◆ Source information
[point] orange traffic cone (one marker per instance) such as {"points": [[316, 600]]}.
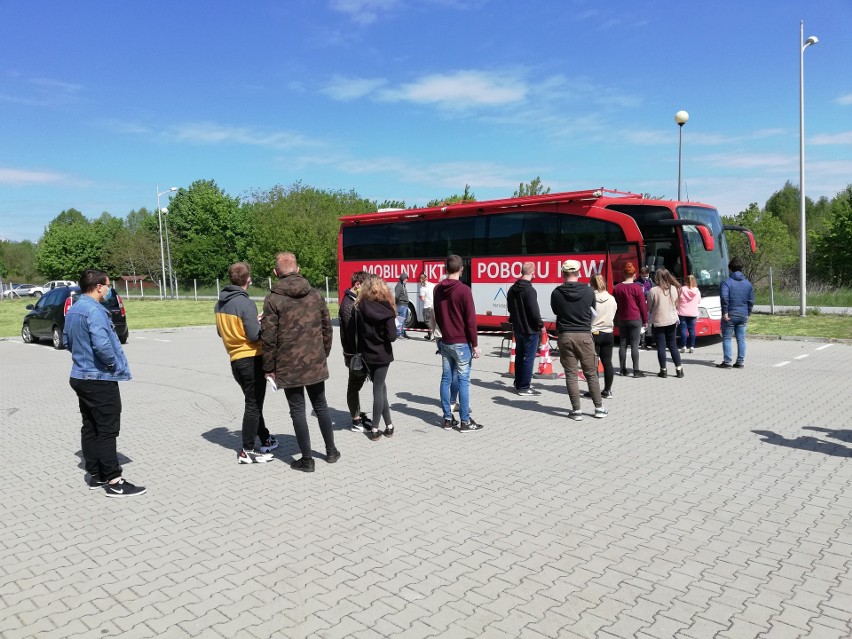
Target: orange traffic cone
{"points": [[511, 372], [545, 366]]}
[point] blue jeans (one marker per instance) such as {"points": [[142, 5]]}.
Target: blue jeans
{"points": [[402, 311], [455, 374], [687, 327], [525, 351], [735, 325]]}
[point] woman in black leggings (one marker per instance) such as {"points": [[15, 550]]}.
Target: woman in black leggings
{"points": [[376, 321], [631, 315]]}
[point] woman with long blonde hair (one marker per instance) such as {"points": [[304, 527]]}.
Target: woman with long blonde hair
{"points": [[687, 311], [375, 310], [662, 310]]}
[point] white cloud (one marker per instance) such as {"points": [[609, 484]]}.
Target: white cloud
{"points": [[346, 89], [210, 133], [832, 138], [364, 12], [460, 90], [21, 177]]}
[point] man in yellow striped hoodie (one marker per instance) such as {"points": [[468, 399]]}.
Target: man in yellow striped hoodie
{"points": [[238, 325]]}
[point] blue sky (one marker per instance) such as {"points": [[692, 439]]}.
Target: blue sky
{"points": [[101, 102]]}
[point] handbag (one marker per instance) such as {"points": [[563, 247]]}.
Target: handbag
{"points": [[356, 363]]}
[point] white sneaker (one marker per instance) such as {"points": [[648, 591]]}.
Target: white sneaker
{"points": [[268, 445], [253, 457]]}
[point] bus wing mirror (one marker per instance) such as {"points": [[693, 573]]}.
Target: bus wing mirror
{"points": [[752, 244], [706, 237]]}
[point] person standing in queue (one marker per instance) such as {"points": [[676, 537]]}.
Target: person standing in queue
{"points": [[455, 316], [98, 363], [662, 311], [376, 317], [402, 309], [360, 422], [296, 333], [527, 326], [630, 316], [574, 304]]}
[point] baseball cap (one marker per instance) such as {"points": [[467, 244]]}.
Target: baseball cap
{"points": [[570, 265]]}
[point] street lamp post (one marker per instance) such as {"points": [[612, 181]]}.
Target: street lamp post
{"points": [[162, 252], [803, 44], [681, 117], [172, 281]]}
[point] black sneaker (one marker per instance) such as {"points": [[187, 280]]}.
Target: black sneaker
{"points": [[470, 427], [529, 392], [95, 483], [123, 488], [305, 464]]}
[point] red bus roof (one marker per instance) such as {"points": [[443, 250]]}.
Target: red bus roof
{"points": [[590, 195]]}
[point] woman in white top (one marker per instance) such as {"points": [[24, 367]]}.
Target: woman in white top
{"points": [[602, 324], [662, 313]]}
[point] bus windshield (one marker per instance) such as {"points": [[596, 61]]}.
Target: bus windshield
{"points": [[709, 267]]}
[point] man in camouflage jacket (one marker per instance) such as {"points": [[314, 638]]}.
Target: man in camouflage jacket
{"points": [[296, 334]]}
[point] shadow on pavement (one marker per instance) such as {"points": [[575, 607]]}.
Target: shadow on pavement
{"points": [[810, 443]]}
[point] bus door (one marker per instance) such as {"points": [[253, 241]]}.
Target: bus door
{"points": [[617, 256]]}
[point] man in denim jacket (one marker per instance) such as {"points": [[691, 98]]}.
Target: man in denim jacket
{"points": [[97, 365]]}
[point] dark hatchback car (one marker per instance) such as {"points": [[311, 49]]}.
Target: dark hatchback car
{"points": [[46, 318]]}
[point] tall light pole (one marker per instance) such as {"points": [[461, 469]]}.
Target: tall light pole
{"points": [[681, 117], [162, 251], [803, 44], [172, 281]]}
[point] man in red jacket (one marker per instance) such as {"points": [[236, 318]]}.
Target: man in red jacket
{"points": [[456, 319]]}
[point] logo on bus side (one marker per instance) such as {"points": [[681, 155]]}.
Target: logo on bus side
{"points": [[546, 270]]}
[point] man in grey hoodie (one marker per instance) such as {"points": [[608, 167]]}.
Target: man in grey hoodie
{"points": [[574, 306]]}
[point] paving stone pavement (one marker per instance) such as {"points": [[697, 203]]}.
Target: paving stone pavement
{"points": [[718, 505]]}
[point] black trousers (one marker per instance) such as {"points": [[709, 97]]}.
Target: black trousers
{"points": [[296, 400], [353, 388], [248, 372], [100, 407], [603, 347]]}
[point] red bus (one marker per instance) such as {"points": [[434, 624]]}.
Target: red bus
{"points": [[603, 229]]}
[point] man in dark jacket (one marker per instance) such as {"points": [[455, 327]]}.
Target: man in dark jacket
{"points": [[360, 422], [296, 334], [455, 316], [737, 298], [526, 322], [238, 326], [574, 305], [400, 293]]}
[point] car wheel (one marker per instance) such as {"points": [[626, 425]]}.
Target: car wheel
{"points": [[57, 339], [26, 335]]}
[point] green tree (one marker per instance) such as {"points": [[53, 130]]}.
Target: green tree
{"points": [[304, 220], [207, 229], [533, 188], [467, 196], [833, 248], [775, 246]]}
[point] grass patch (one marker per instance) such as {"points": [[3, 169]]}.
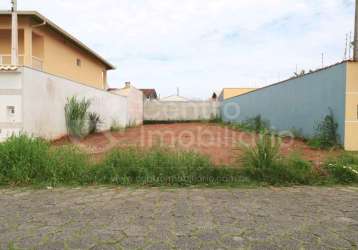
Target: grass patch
{"points": [[28, 161], [263, 163], [343, 169], [76, 114], [326, 136]]}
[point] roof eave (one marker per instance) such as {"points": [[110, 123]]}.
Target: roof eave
{"points": [[63, 32]]}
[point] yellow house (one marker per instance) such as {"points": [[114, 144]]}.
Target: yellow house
{"points": [[46, 47], [227, 93]]}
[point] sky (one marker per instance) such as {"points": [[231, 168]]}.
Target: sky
{"points": [[202, 46]]}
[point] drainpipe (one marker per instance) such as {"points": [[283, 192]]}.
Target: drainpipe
{"points": [[14, 34], [355, 55]]}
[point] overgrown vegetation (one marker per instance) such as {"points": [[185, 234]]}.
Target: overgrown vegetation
{"points": [[326, 136], [29, 161], [343, 169], [94, 122], [116, 127], [264, 163], [76, 114]]}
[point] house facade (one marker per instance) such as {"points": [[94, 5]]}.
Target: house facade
{"points": [[227, 93], [46, 47]]}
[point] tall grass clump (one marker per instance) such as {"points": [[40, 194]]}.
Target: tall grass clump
{"points": [[160, 166], [31, 161], [76, 113], [94, 122], [326, 135], [23, 160], [343, 169], [263, 162]]}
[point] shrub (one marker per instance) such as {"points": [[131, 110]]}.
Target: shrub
{"points": [[326, 133], [160, 166], [264, 154], [263, 163], [116, 127], [76, 116], [23, 160], [94, 122], [69, 166], [343, 169], [26, 161]]}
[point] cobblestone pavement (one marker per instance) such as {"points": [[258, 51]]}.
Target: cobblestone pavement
{"points": [[117, 218]]}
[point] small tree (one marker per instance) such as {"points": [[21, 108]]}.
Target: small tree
{"points": [[326, 133]]}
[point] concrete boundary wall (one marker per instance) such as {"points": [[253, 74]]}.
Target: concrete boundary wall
{"points": [[180, 111], [40, 107], [10, 98], [299, 103]]}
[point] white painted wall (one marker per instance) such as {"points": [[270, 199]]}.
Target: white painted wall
{"points": [[135, 104], [45, 96], [10, 96], [180, 111]]}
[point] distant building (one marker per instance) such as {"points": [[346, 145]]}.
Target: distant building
{"points": [[174, 98], [149, 94], [46, 47], [227, 93]]}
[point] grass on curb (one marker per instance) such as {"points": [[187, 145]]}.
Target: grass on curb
{"points": [[26, 161]]}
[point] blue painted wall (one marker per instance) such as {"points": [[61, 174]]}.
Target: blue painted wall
{"points": [[299, 103]]}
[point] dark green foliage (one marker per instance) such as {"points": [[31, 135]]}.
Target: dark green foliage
{"points": [[25, 161], [326, 136], [94, 122], [29, 161], [343, 169], [76, 116], [160, 167]]}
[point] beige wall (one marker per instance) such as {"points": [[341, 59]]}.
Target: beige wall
{"points": [[231, 92], [58, 53], [351, 125]]}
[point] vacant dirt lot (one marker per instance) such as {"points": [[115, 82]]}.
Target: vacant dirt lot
{"points": [[221, 144]]}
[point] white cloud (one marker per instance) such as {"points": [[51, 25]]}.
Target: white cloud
{"points": [[204, 45]]}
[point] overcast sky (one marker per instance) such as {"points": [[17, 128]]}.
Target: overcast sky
{"points": [[202, 46]]}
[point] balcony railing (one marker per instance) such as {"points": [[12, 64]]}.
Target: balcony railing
{"points": [[6, 59], [37, 63]]}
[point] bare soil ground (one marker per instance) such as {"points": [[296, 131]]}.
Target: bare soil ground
{"points": [[221, 144]]}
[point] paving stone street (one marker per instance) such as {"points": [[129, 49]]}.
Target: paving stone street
{"points": [[126, 218]]}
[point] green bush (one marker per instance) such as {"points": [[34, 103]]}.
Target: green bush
{"points": [[263, 163], [116, 127], [326, 136], [76, 113], [160, 166], [24, 160], [94, 122], [343, 169], [27, 161]]}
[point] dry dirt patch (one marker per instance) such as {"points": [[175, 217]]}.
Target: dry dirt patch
{"points": [[221, 144]]}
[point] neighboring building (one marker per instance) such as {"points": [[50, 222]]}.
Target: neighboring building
{"points": [[227, 93], [135, 103], [302, 102], [46, 47], [174, 98], [149, 94]]}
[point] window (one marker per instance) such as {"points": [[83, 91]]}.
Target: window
{"points": [[10, 111]]}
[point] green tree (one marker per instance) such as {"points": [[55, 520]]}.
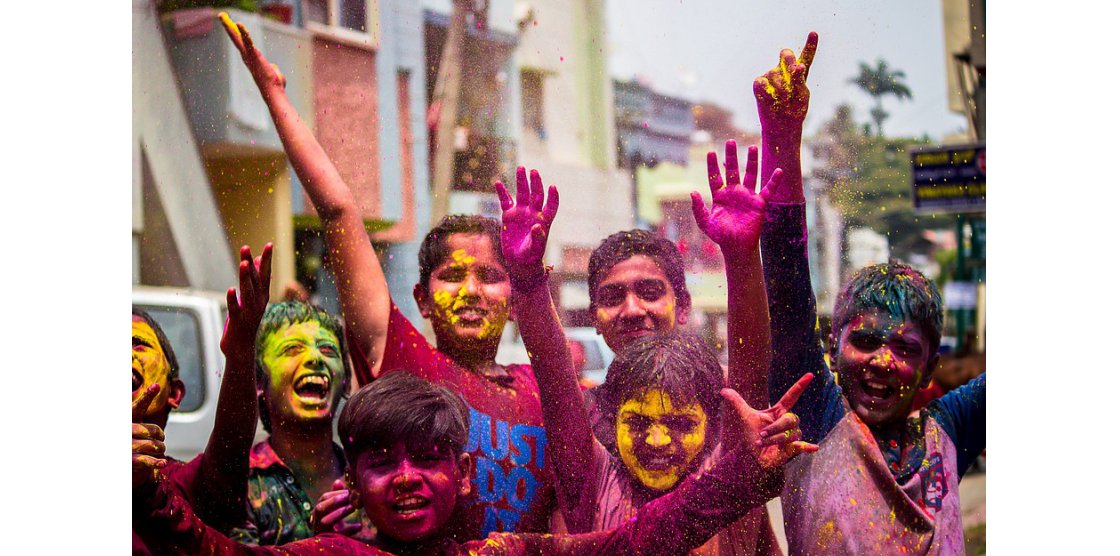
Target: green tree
{"points": [[870, 182], [878, 82]]}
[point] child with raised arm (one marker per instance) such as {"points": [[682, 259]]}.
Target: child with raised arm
{"points": [[884, 481], [214, 481], [403, 435], [661, 391], [464, 289]]}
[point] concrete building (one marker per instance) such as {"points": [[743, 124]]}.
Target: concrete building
{"points": [[221, 168], [565, 120]]}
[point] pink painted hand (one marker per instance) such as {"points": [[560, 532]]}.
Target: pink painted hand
{"points": [[147, 442], [782, 93], [329, 513], [737, 213], [244, 313], [525, 226], [774, 433], [263, 72]]}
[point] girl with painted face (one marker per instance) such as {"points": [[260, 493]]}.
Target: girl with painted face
{"points": [[662, 392], [464, 290]]}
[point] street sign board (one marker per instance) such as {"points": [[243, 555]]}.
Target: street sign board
{"points": [[949, 179]]}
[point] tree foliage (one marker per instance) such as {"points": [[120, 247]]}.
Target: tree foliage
{"points": [[869, 179], [878, 82]]}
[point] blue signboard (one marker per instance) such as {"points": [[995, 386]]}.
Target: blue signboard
{"points": [[949, 179]]}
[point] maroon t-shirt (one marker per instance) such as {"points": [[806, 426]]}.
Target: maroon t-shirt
{"points": [[512, 488]]}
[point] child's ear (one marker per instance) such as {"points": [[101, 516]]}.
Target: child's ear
{"points": [[423, 302], [464, 464], [176, 392], [352, 485]]}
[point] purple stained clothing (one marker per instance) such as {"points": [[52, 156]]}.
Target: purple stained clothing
{"points": [[670, 525], [845, 500]]}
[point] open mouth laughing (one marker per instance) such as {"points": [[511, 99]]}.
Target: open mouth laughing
{"points": [[409, 507], [313, 389]]}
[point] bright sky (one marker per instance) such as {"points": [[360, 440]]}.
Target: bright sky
{"points": [[712, 49]]}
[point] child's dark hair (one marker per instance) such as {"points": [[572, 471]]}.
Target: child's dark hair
{"points": [[680, 363], [895, 288], [401, 407], [173, 363], [283, 314], [622, 246], [434, 249]]}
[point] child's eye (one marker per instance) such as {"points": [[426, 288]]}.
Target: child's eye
{"points": [[650, 290], [491, 275], [610, 296]]}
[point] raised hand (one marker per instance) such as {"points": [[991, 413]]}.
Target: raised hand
{"points": [[774, 433], [147, 442], [244, 313], [525, 226], [737, 213], [329, 513], [782, 93], [263, 72]]}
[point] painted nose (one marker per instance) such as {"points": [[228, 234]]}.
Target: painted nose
{"points": [[658, 436], [632, 306]]}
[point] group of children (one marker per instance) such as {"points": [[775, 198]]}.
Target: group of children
{"points": [[444, 451]]}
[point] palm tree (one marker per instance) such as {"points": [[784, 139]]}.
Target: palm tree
{"points": [[878, 82]]}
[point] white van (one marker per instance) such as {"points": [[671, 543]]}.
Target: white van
{"points": [[193, 321]]}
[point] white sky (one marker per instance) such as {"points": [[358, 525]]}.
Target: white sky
{"points": [[712, 49]]}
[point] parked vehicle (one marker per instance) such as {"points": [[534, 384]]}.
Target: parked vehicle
{"points": [[587, 346], [193, 321]]}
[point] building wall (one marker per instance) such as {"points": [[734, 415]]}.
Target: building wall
{"points": [[346, 117]]}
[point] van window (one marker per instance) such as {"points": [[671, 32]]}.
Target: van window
{"points": [[183, 330]]}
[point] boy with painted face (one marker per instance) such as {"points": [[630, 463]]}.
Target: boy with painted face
{"points": [[661, 392], [884, 481], [406, 468], [213, 481], [464, 289], [301, 374]]}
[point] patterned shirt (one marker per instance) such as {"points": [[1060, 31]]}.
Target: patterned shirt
{"points": [[279, 510]]}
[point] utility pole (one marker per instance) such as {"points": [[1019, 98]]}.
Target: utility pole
{"points": [[446, 96]]}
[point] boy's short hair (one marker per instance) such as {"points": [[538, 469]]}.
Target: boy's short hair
{"points": [[173, 363], [896, 289], [678, 362], [434, 249], [283, 314], [622, 246], [401, 407]]}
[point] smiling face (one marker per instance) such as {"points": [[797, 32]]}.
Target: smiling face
{"points": [[150, 367], [306, 373], [635, 299], [659, 442], [883, 362], [467, 297], [409, 494]]}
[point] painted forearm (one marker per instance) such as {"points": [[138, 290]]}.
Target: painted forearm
{"points": [[224, 468], [782, 149], [748, 331], [570, 443], [362, 286]]}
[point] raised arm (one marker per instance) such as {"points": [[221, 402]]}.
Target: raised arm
{"points": [[524, 233], [223, 471], [362, 286], [735, 222]]}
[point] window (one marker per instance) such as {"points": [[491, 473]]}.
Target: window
{"points": [[532, 101], [339, 15], [182, 327]]}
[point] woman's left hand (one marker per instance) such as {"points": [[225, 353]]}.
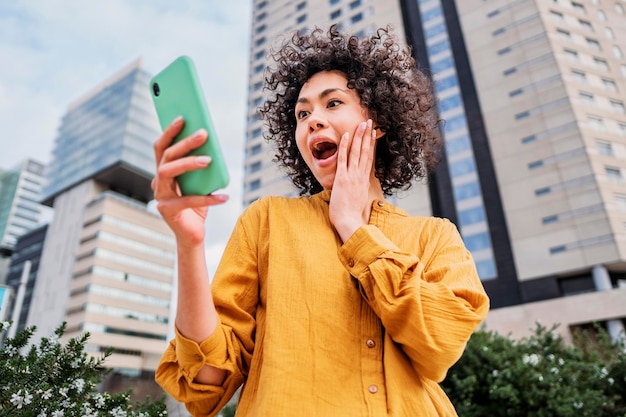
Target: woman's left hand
{"points": [[350, 199]]}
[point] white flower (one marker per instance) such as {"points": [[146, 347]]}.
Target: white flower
{"points": [[118, 412], [75, 363], [532, 359], [47, 394], [19, 401], [99, 400], [79, 384]]}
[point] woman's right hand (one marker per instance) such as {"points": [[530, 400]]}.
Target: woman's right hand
{"points": [[185, 215]]}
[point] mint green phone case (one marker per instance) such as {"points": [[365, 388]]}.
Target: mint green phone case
{"points": [[176, 91]]}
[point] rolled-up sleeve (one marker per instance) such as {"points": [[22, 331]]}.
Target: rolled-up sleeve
{"points": [[230, 347], [429, 306]]}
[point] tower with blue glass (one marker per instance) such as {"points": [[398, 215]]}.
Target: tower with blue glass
{"points": [[107, 262]]}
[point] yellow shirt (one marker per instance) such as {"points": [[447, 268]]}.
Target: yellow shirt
{"points": [[314, 327]]}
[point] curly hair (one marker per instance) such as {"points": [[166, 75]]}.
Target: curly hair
{"points": [[398, 97]]}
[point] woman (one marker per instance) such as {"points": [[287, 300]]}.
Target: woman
{"points": [[335, 303]]}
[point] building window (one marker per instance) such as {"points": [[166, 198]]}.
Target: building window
{"points": [[601, 63], [608, 32], [578, 7], [571, 54], [620, 202], [254, 167], [593, 44], [609, 85], [579, 76], [587, 98], [550, 219], [564, 35], [618, 106], [613, 174], [596, 122], [604, 148], [557, 15], [543, 191], [585, 24]]}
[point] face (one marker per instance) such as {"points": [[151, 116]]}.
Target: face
{"points": [[325, 110]]}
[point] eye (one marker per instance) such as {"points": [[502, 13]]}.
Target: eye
{"points": [[334, 103]]}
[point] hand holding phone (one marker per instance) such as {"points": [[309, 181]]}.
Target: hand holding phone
{"points": [[176, 91]]}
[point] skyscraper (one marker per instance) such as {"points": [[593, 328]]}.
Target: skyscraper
{"points": [[20, 211], [107, 261], [531, 94]]}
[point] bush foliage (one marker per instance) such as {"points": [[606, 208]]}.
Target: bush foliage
{"points": [[50, 379], [539, 376]]}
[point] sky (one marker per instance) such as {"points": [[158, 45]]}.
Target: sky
{"points": [[52, 52]]}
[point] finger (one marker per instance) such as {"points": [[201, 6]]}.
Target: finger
{"points": [[175, 205], [355, 147], [183, 147], [342, 153], [165, 140], [366, 147]]}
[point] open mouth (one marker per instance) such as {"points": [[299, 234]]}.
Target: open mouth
{"points": [[324, 150]]}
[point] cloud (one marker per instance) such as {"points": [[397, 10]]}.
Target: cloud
{"points": [[58, 50]]}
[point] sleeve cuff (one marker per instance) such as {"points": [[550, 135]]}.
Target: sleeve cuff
{"points": [[365, 246], [192, 356]]}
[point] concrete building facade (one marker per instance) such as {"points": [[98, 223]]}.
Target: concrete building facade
{"points": [[107, 263], [532, 95]]}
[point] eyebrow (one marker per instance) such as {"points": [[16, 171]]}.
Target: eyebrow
{"points": [[322, 94]]}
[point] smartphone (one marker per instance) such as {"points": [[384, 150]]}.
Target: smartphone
{"points": [[176, 91]]}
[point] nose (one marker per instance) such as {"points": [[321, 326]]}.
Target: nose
{"points": [[316, 122]]}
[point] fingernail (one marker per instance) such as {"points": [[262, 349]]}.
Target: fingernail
{"points": [[203, 160], [199, 133]]}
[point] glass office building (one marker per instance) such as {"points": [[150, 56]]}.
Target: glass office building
{"points": [[107, 136], [107, 262]]}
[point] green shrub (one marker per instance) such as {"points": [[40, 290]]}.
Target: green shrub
{"points": [[539, 376], [49, 379]]}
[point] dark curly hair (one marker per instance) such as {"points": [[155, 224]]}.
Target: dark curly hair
{"points": [[398, 96]]}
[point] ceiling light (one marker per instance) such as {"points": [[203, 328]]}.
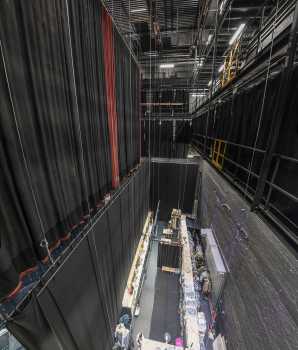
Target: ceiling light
{"points": [[209, 39], [237, 33], [221, 68], [151, 53], [201, 62], [222, 6], [167, 65], [198, 95], [139, 10]]}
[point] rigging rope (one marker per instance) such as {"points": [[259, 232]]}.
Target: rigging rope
{"points": [[263, 102]]}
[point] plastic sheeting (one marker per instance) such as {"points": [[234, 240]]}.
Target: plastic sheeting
{"points": [[79, 305], [55, 148]]}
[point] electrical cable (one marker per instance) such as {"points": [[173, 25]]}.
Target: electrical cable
{"points": [[263, 102]]}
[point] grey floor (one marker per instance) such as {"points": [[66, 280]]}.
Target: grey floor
{"points": [[143, 321], [260, 306], [159, 300], [165, 315]]}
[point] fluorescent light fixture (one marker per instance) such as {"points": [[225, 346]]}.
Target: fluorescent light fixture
{"points": [[167, 65], [201, 62], [198, 95], [139, 10], [209, 39], [151, 53], [237, 33], [221, 68], [222, 6]]}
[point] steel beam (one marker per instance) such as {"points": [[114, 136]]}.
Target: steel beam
{"points": [[284, 93]]}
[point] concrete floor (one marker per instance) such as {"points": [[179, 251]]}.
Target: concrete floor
{"points": [[159, 300], [260, 304], [143, 321]]}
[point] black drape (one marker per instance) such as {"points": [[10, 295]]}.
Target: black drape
{"points": [[54, 138], [80, 301], [242, 123], [173, 184]]}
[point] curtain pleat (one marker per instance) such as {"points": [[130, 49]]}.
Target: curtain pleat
{"points": [[55, 144]]}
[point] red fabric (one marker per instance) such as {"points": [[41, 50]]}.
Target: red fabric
{"points": [[109, 67]]}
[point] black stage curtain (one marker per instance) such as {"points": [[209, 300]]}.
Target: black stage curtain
{"points": [[80, 303], [55, 154], [174, 185], [168, 139], [128, 106], [236, 121]]}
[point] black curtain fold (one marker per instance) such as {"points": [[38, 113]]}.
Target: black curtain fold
{"points": [[173, 184], [80, 302], [242, 123], [54, 137]]}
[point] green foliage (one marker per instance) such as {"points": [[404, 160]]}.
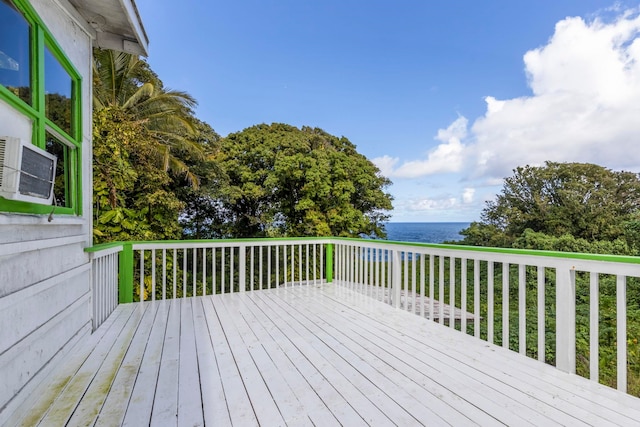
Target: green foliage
{"points": [[132, 195], [582, 200], [570, 207], [283, 181]]}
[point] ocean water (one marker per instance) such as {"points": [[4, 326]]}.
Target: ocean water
{"points": [[425, 232]]}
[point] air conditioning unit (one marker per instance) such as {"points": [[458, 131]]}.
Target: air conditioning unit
{"points": [[27, 173]]}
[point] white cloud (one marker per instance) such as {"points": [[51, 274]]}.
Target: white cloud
{"points": [[585, 103], [385, 164], [431, 204], [446, 157], [467, 195], [584, 107]]}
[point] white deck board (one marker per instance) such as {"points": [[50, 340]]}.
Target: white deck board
{"points": [[307, 355]]}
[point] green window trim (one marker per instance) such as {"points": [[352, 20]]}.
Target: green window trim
{"points": [[40, 39]]}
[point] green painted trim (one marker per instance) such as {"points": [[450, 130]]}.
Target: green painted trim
{"points": [[40, 37], [125, 274], [103, 246], [329, 240], [329, 262], [530, 252]]}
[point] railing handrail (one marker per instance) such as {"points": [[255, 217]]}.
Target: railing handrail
{"points": [[361, 253]]}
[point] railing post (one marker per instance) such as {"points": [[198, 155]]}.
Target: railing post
{"points": [[242, 274], [329, 262], [566, 319], [396, 278], [125, 274]]}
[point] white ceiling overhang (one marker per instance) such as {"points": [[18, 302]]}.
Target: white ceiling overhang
{"points": [[116, 23]]}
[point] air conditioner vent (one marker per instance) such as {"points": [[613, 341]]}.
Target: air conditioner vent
{"points": [[27, 172]]}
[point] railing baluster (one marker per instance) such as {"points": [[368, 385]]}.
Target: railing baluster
{"points": [[414, 265], [252, 270], [204, 271], [223, 285], [395, 280], [214, 285], [594, 320], [441, 289], [541, 314], [153, 275], [432, 286], [452, 292], [522, 308], [621, 331], [423, 261], [277, 267], [194, 270], [490, 301], [505, 304], [260, 267], [232, 252], [164, 274], [405, 279], [269, 267], [141, 284], [476, 298], [242, 269], [566, 318], [175, 271], [185, 254], [463, 295]]}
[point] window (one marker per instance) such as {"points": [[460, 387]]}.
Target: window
{"points": [[39, 82], [15, 52]]}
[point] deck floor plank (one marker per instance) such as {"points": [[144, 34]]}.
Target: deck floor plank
{"points": [[350, 361], [189, 389], [585, 398], [266, 410], [115, 405], [324, 360], [214, 402], [306, 355], [295, 351], [285, 398], [140, 406], [165, 403], [72, 396], [430, 365]]}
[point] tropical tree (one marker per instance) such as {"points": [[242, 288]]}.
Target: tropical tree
{"points": [[285, 181], [140, 132], [580, 200], [124, 82]]}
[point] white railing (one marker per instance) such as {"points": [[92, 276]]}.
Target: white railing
{"points": [[508, 297], [180, 269], [104, 283], [550, 306]]}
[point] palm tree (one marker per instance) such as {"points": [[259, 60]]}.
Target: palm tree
{"points": [[124, 82]]}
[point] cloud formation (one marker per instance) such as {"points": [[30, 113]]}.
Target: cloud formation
{"points": [[584, 107]]}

◆ Goal of the exercise
The reply should hold only the lines of the listing above starting at the line containing "[point] bus door" and ending at the line containing "[point] logo on", exactly as written.

◆ Solution to the problem
[point] bus door (one marker per instance) such as {"points": [[253, 241]]}.
Target: bus door
{"points": [[617, 256]]}
[point] man in denim jacket (one marker per instance) such as {"points": [[691, 98]]}.
Target: man in denim jacket
{"points": [[97, 365]]}
[point] dark hatchback car (one marker per instance) such as {"points": [[311, 49]]}.
Target: dark hatchback car
{"points": [[46, 318]]}
[point] tall light pole (one marker per instance) such as {"points": [[461, 469]]}.
Target: tall light pole
{"points": [[681, 117], [162, 251], [803, 44], [172, 281]]}
[point] man in red jacket (one marker per instance) such as {"points": [[236, 318]]}.
Target: man in red jacket
{"points": [[456, 319]]}
[point] logo on bus side (one marker per instance) such as {"points": [[681, 155]]}.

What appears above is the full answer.